• _Фрагмент текста_
Снимать про русских классиков – рисковое дело. Будь то Мандельштам («Сохрани мою речь навсегда» Романа Либерова), или Бродский («Полторы комнаты, или Сентиментальное путешествие на родину» Андрея Хржановского), всегда найдётся кто-нибудь, кто скажет, что всё было совсем не так. Герману проще, в его фильме Довлатова просто нет. Не считать же Довлатовым вот этого вялого детину с бесцветным голосом. Штука в том, что Герман снимает не про 60-е, не про 70-е, снимает про себя, про своё время.

Это у него и, вероятно, у нас, его современников, такие бесцветные глаза, такие унылые вечеринки. Россия последних лет переживает новый застой – это аналогия, которая напрашивается у каждого второго. 70-е годы и впрямь нам близки. Только своего Довлатова у нас нет. Нет писателя, в творчество которого так сильно звучала бы эта «негромкая музыка здравого смысла» (так восхищавшая Бродского). Это наше, безгеройное время режиссер так радостно натягивает на Довлатова. И Довлатов становится резиновой маской, становится универсальным солдатом.

• _Данные для анализа_
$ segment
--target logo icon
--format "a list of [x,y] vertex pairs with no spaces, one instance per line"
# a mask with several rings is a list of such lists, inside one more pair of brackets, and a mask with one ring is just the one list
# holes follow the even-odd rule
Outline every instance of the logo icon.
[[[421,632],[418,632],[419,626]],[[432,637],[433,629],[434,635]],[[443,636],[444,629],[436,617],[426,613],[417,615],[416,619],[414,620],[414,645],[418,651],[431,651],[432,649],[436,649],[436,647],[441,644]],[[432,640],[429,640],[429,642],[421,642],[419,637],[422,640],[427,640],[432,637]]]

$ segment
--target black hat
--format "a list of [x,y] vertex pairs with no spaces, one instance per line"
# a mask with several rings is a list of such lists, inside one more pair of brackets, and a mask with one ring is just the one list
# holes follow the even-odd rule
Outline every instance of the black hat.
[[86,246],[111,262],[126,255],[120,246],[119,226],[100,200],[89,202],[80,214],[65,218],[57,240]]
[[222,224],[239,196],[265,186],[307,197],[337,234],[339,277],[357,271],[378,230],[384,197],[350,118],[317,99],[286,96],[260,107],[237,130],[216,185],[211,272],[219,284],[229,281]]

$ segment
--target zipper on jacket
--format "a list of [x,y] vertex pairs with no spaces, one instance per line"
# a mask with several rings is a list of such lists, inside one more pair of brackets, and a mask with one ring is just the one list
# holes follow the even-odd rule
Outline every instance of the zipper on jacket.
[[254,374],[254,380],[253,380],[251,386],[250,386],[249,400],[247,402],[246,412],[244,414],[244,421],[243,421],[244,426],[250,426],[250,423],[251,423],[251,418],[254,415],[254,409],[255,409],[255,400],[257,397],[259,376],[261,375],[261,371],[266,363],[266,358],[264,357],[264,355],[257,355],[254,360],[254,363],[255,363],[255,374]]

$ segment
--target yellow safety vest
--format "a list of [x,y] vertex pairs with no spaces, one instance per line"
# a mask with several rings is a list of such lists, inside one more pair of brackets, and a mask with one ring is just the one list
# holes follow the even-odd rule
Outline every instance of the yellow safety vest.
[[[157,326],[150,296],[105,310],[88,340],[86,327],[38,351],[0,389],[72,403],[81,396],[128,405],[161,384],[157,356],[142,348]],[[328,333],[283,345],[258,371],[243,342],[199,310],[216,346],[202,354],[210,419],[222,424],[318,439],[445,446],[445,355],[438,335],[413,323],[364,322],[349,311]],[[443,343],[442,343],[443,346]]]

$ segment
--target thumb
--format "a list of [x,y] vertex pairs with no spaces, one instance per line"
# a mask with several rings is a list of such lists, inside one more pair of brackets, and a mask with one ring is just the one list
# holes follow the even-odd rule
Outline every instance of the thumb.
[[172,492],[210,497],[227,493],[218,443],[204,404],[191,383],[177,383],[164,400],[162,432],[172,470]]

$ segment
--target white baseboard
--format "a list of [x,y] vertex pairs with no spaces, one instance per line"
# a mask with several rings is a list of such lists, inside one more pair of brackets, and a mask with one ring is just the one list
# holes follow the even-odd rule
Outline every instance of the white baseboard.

• _Формулировка задания_
Продолжите фрагмент текста о фильме Германа про Довлатова, начав сразу после его последнего предложения. Пункты выше представляют собой отдельный материал и с фрагментом текста не связаны.

• _Результат выполнения_
За Довлатова по-человечески обидно. «Веселое имя – Пушкин», помните у Блока? Так вот, Довлатов – тоже веселое имя. И во что его превратили. Какой-нибудь невинный отрок посмотрит и решит, что этот постный пижон, самый отчаянный поступок которого – проехаться на крыше автомобиля, это и есть Довлатов. Отрок, читай Довлатова. Читай «Ремесло», читай «Зону», читай «Заповедник», «Компромисс» читай. Читай про живых, настоящих, горючих и адских, вечно радостных и крепко несчастных, но никогда не знающих середины. Довлатов мог быть трезвым, пьяным, смешным, трагическим, любым. Но он не был никаким. «Out of the ground, into the sky», как пел Курт Кобейн. «Из крысы прямо в ангелы – шасть», как пел Егор Летов. «У Бога добавки не просят», – Довлатов разговаривал с богом. Этот, германовский, – только с редакторами газет. К слову, Довлатов действительно работал в студенческой многотиражке Ленинградского кораблестроительного института. На это, видимо, у Германа и намекают торчащие за окном редакции судостроительные краны. Кстати, газета называлась «За кадры верфям» (она и сейчас существует). В одном этом курьёзном названии, кажется, больше интересного, чем во всех вымученных диалогах фильма. Но оно, к сожалению, никак не упомянуто здесь.

Что же, наконец, такое фильм «Довлатов»? Азбучные истины, записанные хорошим почерком. Пущенная по экрану строка: «Эмигрировал в Америку… После смерти прославился в России… Но сам он об этом так никогда и не узнал». Про такое кино было хорошо написано в Библии: «…о если б ты был холоден или горяч! Но поелику ты тёпл, а не горяч и не холоден, то изблюю тебя из уст Моих». (Асса Новикова)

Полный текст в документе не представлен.